**TEXT BLOCK:**
Robustness evaluation measures how model risk changes when the test distribution, prompt surface, subgroup, or adversary changes.

This notebook is the executable companion to notes.md. It uses synthetic data so the evaluation mathematics can run anywhere without external files.

Code cell 2

import numpy as np
import matplotlib.pyplot as plt
import matplotlib as mpl

try:
    import seaborn as sns
    sns.set_theme(style="whitegrid", palette="colorblind")
    HAS_SNS = True
except ImportError:
    plt.style.use("seaborn-v0_8-whitegrid")
    HAS_SNS = False

mpl.rcParams.update({
    "figure.figsize":    (10, 6),
    "figure.dpi":         120,
    "font.size":           13,
    "axes.titlesize":      15,
    "axes.labelsize":      13,
    "xtick.labelsize":     11,
    "ytick.labelsize":     11,
    "legend.fontsize":     11,
    "legend.framealpha":   0.85,
    "lines.linewidth":      2.0,
    "axes.spines.top":     False,
    "axes.spines.right":   False,
    "savefig.bbox":       "tight",
    "savefig.dpi":         150,
})
np.random.seed(42)
print("Plot setup complete.")

Code cell 3

import math

COLORS = {
    "primary":   "#0077BB",
    "secondary": "#EE7733",
    "tertiary":  "#009988",
    "error":     "#CC3311",
    "neutral":   "#555555",
    "highlight": "#EE3377",
}

def header(title):
    print("\n" + "=" * 80)

**RECORD SET:**
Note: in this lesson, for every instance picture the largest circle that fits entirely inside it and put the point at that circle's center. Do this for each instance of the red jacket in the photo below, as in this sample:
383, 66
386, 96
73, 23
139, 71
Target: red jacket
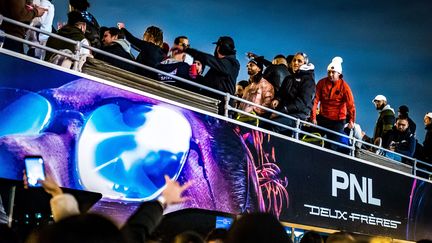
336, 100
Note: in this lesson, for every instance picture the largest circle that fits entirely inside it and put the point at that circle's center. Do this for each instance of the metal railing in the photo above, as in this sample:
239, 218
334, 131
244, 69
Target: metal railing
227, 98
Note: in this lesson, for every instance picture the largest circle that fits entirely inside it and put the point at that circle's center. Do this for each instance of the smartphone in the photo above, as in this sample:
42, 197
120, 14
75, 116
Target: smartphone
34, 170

**WORK REQUIRED:** Rewrite the robustness evaluation text starting at "Robustness evaluation measures" and ending at "without external files.", substituting "simulated" for "synthetic" wherever it occurs.

**TASK OUTPUT:**
Robustness evaluation measures how model risk changes when the test distribution, prompt surface, subgroup, or adversary changes.

This notebook is the executable companion to notes.md. It uses simulated data so the evaluation mathematics can run anywhere without external files.